--- START ---

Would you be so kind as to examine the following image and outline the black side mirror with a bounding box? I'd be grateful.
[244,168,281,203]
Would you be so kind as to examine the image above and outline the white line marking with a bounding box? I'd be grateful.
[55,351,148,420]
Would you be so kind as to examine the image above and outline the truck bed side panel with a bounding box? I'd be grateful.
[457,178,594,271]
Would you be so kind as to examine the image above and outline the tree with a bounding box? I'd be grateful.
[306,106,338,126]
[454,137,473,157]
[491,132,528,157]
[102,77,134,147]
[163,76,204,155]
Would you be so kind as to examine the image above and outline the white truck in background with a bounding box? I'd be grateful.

--- END ---

» **Exercise aim**
Extract every record. Keep wording exact.

» **Reply to the task**
Would you be so kind as to examine the following image and outline the black side mirror with a bounding box? I'd be grateful.
[244,168,281,203]
Would you be so kind as to examine the image above and outline the white line marking with a bounding box? I'd be grateful.
[55,351,148,420]
Would you be so kind as to examine the image above and outline the truck bed side panel with a bounding box? I'd be grateful.
[457,178,594,271]
Would you be so kind as to examine the image above and outline the tree with a bounding box? I'd be grateful.
[306,106,338,126]
[454,137,473,157]
[491,132,528,157]
[102,77,134,147]
[163,76,204,155]
Would you be so kind as to examine the image above and outline the white truck in background with a bounding box? I'd be grateful.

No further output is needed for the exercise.